Friday, September 23, 2011

Nobel Prizes: Ernest Hemingway

We are quickly approaching the announcement of the new winner of the Nobel Prize in Literature for 2011.  Although the date has not been set, the rest of the Nobel prizes will be distributed in the first week of October.  In honor of this occasion, I have decided I will write a short series on previous Nobel laureates I like.  To be honest, I am not familiar with many of the past winners, so this series will not be as long as it potentially could be.

I want to start with Ernest Hemingway, who won in 1954.  Hemingway is known for the directness of his writing, as he intentionally tried to express himself in as few words as possible.  You will certainly not find any long, sweeping passages of description or tedious anecdotes in his prose, as some other famous authors are known to include.  I have to confess that I know I do not have Hemingway's gift for brevity, which may be why I admire his skill so much.  Somehow, he still gives us enough detail to fully imagine the scene and grasp the story, but without wasting our time on it.  He also carefully selects each word so that they express meaning succinctly without needing extra phrases.  Like the language, the content of his stories is also direct and pointed.  He writes with an embedded cynicism and a twinge of darkness about the edges.  Although I don't find him to be hopelessly depressing, I do come away with the sense that the world is imperfect and doesn't usually work out as we wish it would.

# [EXTRACTED ENTRIES]
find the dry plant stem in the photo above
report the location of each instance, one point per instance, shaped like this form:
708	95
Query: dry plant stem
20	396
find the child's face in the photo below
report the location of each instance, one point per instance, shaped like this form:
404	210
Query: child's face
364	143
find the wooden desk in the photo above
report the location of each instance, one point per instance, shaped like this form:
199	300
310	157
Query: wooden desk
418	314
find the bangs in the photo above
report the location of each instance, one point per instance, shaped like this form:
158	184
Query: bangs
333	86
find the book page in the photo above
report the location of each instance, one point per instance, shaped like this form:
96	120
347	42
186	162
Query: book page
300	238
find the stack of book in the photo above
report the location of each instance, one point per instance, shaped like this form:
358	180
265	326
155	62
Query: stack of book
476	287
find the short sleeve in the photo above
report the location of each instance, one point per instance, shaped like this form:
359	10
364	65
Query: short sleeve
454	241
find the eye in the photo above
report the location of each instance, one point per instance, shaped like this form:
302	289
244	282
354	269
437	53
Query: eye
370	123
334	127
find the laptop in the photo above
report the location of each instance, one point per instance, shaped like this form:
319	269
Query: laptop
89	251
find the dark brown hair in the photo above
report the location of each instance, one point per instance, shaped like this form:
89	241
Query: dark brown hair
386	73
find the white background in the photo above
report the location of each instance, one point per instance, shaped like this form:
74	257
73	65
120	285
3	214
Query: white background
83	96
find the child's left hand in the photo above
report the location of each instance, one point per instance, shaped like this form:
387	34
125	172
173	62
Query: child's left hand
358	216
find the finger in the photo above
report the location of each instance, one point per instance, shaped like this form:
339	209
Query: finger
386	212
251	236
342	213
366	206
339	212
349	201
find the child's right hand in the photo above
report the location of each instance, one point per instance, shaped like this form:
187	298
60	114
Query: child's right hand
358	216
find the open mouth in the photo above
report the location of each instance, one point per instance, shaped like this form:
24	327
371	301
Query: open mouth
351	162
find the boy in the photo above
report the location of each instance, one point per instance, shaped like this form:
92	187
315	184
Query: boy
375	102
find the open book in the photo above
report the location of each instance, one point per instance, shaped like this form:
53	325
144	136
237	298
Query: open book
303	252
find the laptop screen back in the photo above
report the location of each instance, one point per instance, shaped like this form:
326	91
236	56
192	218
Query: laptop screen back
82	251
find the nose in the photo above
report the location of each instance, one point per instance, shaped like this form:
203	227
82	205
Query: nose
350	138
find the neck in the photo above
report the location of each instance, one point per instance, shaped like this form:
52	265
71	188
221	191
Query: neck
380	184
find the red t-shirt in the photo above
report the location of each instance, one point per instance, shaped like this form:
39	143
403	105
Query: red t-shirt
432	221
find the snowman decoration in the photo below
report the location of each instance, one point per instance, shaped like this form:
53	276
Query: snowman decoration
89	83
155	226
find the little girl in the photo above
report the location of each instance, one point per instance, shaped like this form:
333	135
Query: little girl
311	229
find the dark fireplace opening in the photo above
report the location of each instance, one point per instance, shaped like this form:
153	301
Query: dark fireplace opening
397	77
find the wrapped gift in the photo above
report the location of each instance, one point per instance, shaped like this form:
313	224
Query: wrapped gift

# [WORK TO COMPLETE]
According to the post on Ernest Hemingway, in what year did Hemingway win the Nobel Prize in Literature? The rows have no connection to the post on Ernest Hemingway.

# [TASK SOLUTION]
1954